Print the records below line for line, changing nothing.
>> Start DATASET ENTRIES
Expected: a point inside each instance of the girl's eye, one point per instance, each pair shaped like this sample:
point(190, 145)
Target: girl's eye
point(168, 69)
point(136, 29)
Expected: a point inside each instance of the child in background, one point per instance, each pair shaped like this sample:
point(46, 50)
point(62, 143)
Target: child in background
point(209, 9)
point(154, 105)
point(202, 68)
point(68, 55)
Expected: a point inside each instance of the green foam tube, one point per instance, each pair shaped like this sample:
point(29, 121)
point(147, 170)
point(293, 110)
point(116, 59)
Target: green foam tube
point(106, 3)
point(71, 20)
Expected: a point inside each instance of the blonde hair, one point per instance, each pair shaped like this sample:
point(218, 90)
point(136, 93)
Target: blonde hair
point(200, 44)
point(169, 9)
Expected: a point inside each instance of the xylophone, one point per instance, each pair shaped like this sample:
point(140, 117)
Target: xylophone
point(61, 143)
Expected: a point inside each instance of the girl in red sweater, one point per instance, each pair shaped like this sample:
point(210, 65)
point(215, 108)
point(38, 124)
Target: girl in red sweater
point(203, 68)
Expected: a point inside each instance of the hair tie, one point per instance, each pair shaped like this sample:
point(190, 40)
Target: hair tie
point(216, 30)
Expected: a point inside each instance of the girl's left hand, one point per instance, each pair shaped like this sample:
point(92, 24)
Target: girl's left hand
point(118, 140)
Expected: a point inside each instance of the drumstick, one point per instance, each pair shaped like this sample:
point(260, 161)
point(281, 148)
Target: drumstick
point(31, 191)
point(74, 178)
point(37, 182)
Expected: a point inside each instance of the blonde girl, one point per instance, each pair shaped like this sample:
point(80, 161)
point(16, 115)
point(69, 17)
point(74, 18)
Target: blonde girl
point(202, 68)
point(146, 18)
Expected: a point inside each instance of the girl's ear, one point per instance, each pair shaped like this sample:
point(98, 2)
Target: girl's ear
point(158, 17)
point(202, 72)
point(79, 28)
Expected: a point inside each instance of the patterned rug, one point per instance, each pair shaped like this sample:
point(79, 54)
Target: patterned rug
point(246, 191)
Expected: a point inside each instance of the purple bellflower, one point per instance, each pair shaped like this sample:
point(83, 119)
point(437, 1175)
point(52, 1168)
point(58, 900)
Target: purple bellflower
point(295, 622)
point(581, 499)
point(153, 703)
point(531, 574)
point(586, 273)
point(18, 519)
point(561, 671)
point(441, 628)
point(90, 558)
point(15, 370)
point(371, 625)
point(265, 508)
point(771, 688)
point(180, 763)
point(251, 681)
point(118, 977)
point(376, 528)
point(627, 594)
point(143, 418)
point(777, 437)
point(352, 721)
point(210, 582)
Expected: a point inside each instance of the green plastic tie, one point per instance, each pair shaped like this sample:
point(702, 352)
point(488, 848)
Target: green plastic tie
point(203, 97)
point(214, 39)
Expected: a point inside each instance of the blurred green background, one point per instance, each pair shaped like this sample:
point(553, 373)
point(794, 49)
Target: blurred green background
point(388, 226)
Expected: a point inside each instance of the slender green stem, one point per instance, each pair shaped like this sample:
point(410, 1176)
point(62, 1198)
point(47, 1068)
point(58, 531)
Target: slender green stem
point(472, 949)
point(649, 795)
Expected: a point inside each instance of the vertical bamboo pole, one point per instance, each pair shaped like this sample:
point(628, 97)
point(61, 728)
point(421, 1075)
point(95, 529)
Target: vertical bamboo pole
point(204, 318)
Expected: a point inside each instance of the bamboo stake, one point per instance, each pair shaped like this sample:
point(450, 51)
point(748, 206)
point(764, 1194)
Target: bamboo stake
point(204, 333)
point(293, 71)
>> End DATASET ENTRIES
▸ **ANSWER BELOW**
Expected: a point inside each instance of the girl's eye, one point per instance, each pair shaped like this sample:
point(190, 145)
Target: girl's eye
point(168, 69)
point(136, 29)
Expected: a point inside each instance of the child in background, one point per instance, each pair shaped like this sample:
point(46, 50)
point(62, 143)
Target: child in background
point(209, 9)
point(154, 105)
point(202, 68)
point(68, 55)
Expected: a point inside each instance of the green foam tube, one point per instance, each pair shaped like this sample:
point(29, 121)
point(147, 170)
point(293, 110)
point(116, 59)
Target: green foam tube
point(106, 3)
point(71, 20)
Expected: a point inside each instance of the blonde hair, one point per instance, each pair shaped like this sample:
point(218, 90)
point(136, 93)
Target: blonde hair
point(200, 44)
point(169, 9)
Expected: a point inside each instance of the xylophone, one point per instance, each pair shaped like this sample:
point(140, 117)
Target: xylophone
point(61, 143)
Expected: a point inside each instance of the girl in red sweater, one point per instance, each pair shaped like this sample:
point(210, 65)
point(215, 108)
point(38, 124)
Target: girl in red sweater
point(203, 68)
Expected: a point inside each instance of the hair tie, one point per instance, each pair shaped like this sample:
point(190, 40)
Target: hair tie
point(216, 30)
Expected: a point inside each instance of the girl's left hand, one point per instance, each pair shaped like this sample:
point(92, 24)
Target: girl's left hand
point(118, 140)
Expected: a point inside each instance of the drumstick, one point per instance, each pair shaped like this sample:
point(260, 161)
point(281, 148)
Target: drumstick
point(31, 191)
point(74, 178)
point(37, 182)
Expected: a point inside each instance of the blonde girl, one point per instance, each pair shaped like this sample:
point(80, 161)
point(16, 115)
point(69, 17)
point(74, 18)
Target: blonde girl
point(202, 68)
point(146, 18)
Expected: a point inside each instance of the girl's ear, one point per instance, each pair shaped like this sample:
point(98, 2)
Target: girl's ear
point(158, 17)
point(202, 72)
point(79, 28)
Expected: a point inside each instance of the patterned rug, one point per instance, each pair shaped like this sample:
point(79, 54)
Target: patterned rug
point(246, 191)
Expected: a point inside each instance of the purple bellflower, one point per instance, each pair shaped like this sample:
point(83, 119)
point(437, 1175)
point(52, 1168)
point(58, 900)
Target: purple bellflower
point(295, 622)
point(581, 499)
point(153, 703)
point(531, 574)
point(586, 273)
point(18, 519)
point(561, 671)
point(441, 628)
point(90, 558)
point(15, 370)
point(371, 625)
point(265, 508)
point(771, 688)
point(180, 763)
point(251, 681)
point(118, 977)
point(376, 528)
point(627, 594)
point(143, 418)
point(777, 437)
point(352, 721)
point(210, 582)
Expected: a point inside each instance of the green plastic tie, one point per instance, each pair shaped like this sample:
point(702, 352)
point(488, 848)
Target: green plastic tie
point(203, 97)
point(214, 39)
Expected: a point inside each instance of the blurred green background, one point per instance, each pair shaped like this sample:
point(553, 373)
point(794, 49)
Target: blurred green background
point(388, 226)
Expected: a point inside each instance of the slender green stem, one point per instance, each pair shaped like this sample:
point(410, 1176)
point(62, 1198)
point(47, 1068)
point(58, 531)
Target: slender green stem
point(472, 949)
point(649, 795)
Expected: a point inside each instance of the vertical bamboo pole, one point per instance, each pair shaped like this sample:
point(628, 97)
point(61, 728)
point(421, 1075)
point(95, 529)
Target: vertical bamboo pole
point(204, 318)
Expected: a point inside each instance of the bamboo stake, one point per instance, each pair shaped like this sample:
point(450, 51)
point(748, 206)
point(764, 1194)
Target: bamboo stake
point(204, 333)
point(293, 71)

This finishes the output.